## What the exercise asks
A verbatim transcript of the data that follows, free of images, is the expected result.

· · · ·

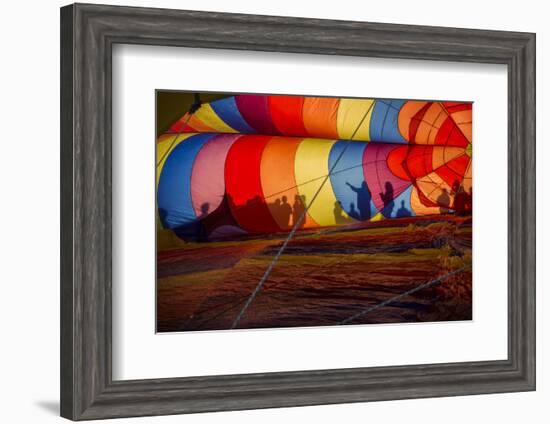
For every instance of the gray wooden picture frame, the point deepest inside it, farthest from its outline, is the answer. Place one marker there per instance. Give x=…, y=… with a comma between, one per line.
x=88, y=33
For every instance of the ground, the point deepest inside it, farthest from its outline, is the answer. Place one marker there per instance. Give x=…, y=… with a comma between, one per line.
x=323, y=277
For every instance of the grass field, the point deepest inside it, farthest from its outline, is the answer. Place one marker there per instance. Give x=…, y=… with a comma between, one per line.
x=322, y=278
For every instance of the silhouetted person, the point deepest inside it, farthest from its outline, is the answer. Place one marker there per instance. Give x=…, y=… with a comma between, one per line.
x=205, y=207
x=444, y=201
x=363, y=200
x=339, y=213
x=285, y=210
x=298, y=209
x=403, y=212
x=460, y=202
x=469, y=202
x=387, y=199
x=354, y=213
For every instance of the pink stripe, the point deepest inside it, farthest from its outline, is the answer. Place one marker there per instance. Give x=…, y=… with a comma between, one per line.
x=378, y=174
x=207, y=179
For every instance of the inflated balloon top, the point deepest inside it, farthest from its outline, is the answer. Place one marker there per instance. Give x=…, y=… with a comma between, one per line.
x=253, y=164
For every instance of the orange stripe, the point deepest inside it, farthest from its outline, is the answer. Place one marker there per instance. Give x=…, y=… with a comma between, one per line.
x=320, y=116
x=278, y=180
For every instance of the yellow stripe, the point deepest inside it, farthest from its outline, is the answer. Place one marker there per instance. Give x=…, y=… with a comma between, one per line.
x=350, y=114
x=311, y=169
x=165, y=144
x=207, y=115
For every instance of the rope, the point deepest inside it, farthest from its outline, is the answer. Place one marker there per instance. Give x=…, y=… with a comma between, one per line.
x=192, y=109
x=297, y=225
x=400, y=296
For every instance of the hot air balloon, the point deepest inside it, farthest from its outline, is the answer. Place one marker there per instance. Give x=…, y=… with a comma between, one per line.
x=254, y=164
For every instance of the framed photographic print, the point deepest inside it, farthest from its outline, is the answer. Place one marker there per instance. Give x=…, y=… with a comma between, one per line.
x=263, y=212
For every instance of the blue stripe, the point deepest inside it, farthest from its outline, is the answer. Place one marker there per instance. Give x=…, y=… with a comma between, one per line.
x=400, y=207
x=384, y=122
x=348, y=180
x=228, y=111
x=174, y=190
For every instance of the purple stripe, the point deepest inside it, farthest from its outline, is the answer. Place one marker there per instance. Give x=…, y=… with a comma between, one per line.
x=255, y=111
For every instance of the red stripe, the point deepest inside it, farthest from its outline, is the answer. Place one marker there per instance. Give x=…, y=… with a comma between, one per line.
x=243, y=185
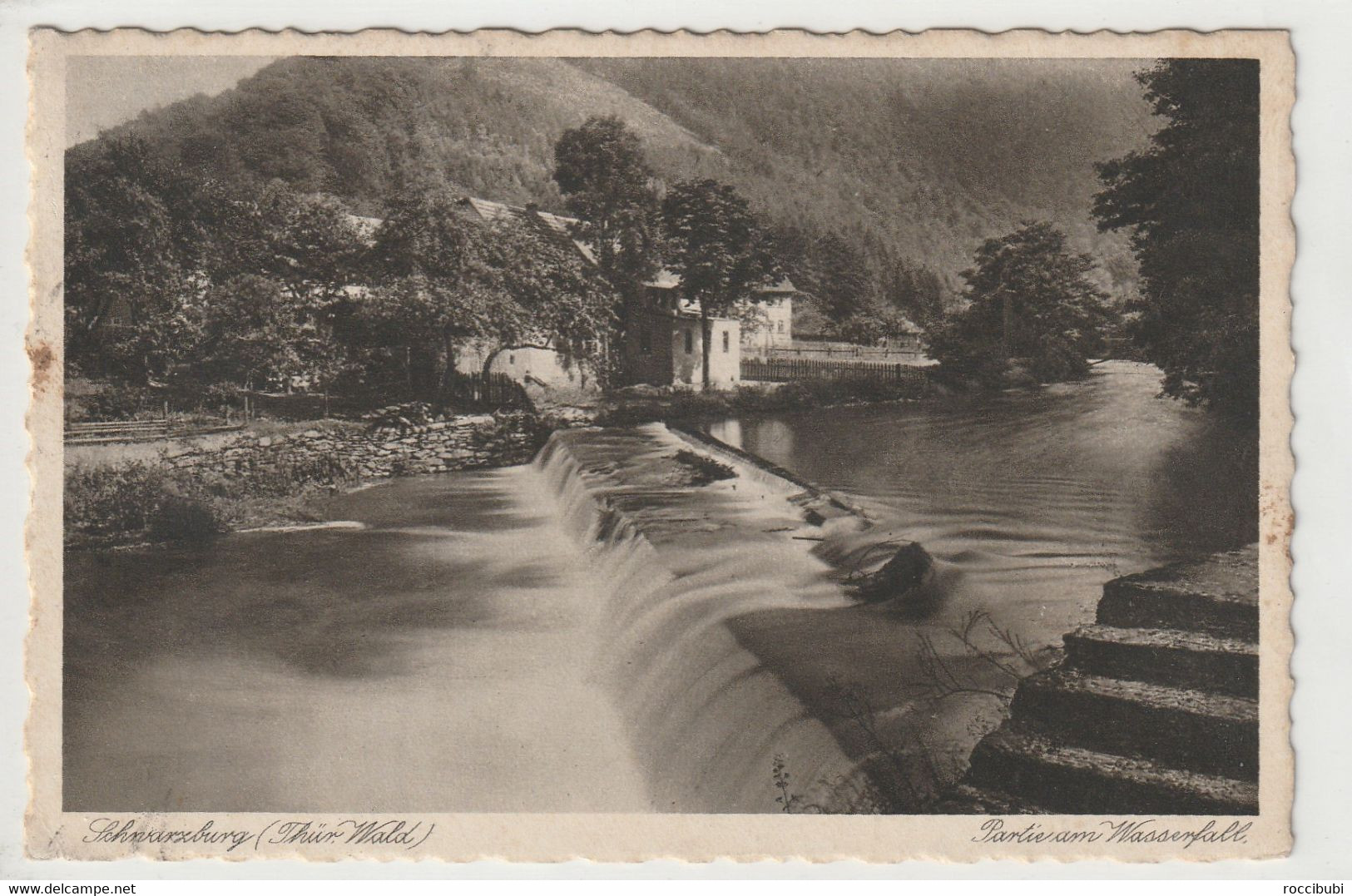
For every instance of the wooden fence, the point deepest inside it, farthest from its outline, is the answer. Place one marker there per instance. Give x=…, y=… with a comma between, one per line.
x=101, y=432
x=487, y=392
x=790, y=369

· · · ·

## Response box
For every instance of the gray wooden picture frame, the point deepest inside it, farthest from its outline, is the answer. Place one marker there per instance. Give x=…, y=… with a comma between, one per line.
x=88, y=33
For every instance of the ground, the point deepest inside it, farthest from its outline, is the answer. Place one marker there per instance. Give x=…, y=… with a comma between, one per line.
x=323, y=277
For every instance of the grass field, the point deepest inside it, farthest from its outline, is the answer. Place one marker there per instance. Give x=…, y=… with a comma between, one per line.
x=322, y=278
For every instance of the silhouetted person, the point deepest inside it, farthest from its outline, is the answer. Place one marker there per instance. Give x=…, y=… with a comma between, one per line.
x=205, y=207
x=444, y=201
x=363, y=200
x=339, y=213
x=285, y=210
x=298, y=209
x=403, y=212
x=460, y=202
x=469, y=202
x=387, y=199
x=354, y=213
For every instance of the pink stripe, the point deepest inside it, farthest from its outline, is the answer. Place one marker there per instance. Give x=…, y=… with a comma between, one per line.
x=378, y=174
x=207, y=179
For every instance of the inflated balloon top, the point deepest inside it, farthest from its outline, is the answer. Place one marker there per instance. Give x=…, y=… with a comma between, one per line.
x=253, y=164
For every instance of the orange stripe, the point deepest inside it, farthest from its outline, is the answer. Place one marker there per instance. Give x=…, y=… with a comma between, one per line.
x=320, y=116
x=278, y=180
For every instance of the yellow stripe, the point deepest inside it, farthest from its outline, is the answer. Place one marker there per instance. Give x=…, y=… with a comma between, one per line.
x=350, y=114
x=311, y=169
x=165, y=144
x=207, y=115
For every instance of the rope, the point deepest inside it, farthest from its outline, is the answer. Place one marker there per instance. Give x=…, y=… with a comma between, one per line.
x=192, y=109
x=297, y=225
x=400, y=296
For every instance of the hot air balloon, the point deepest inside it, farthest from its outline, is the answer. Place one marker there per instance. Give x=…, y=… with a comma between, one per line.
x=254, y=164
For every instance of the framed photographic print, the point deepest inside it, farthest from its outline, is the answer. Place one marker there per instance. Give x=…, y=… with a comma between, one per line.
x=263, y=212
For every instance of the blue stripe, the point deepest inside it, farthest from its outline, is the answer. Place one marker there per instance. Give x=…, y=… with a comma between, one per line.
x=400, y=207
x=384, y=122
x=348, y=180
x=228, y=111
x=174, y=190
For every instance of the purple stripe, the point deepest inside it, farthest from its outline, is the answer. Place one marker there per instance. Give x=…, y=… with a comma between, one per line.
x=255, y=111
For every instance of the red stripe, the point deepest inside it, farthest from its outline, is the answer. Place one marker there per instance. Give x=…, y=… with a comma between, one per line.
x=243, y=185
For every instance of the wooden fence, the point deepest inside it, farthest from its outline, is the answer. Place one marker there per instance. Give x=…, y=… with a comma between, one per line.
x=101, y=432
x=487, y=392
x=790, y=369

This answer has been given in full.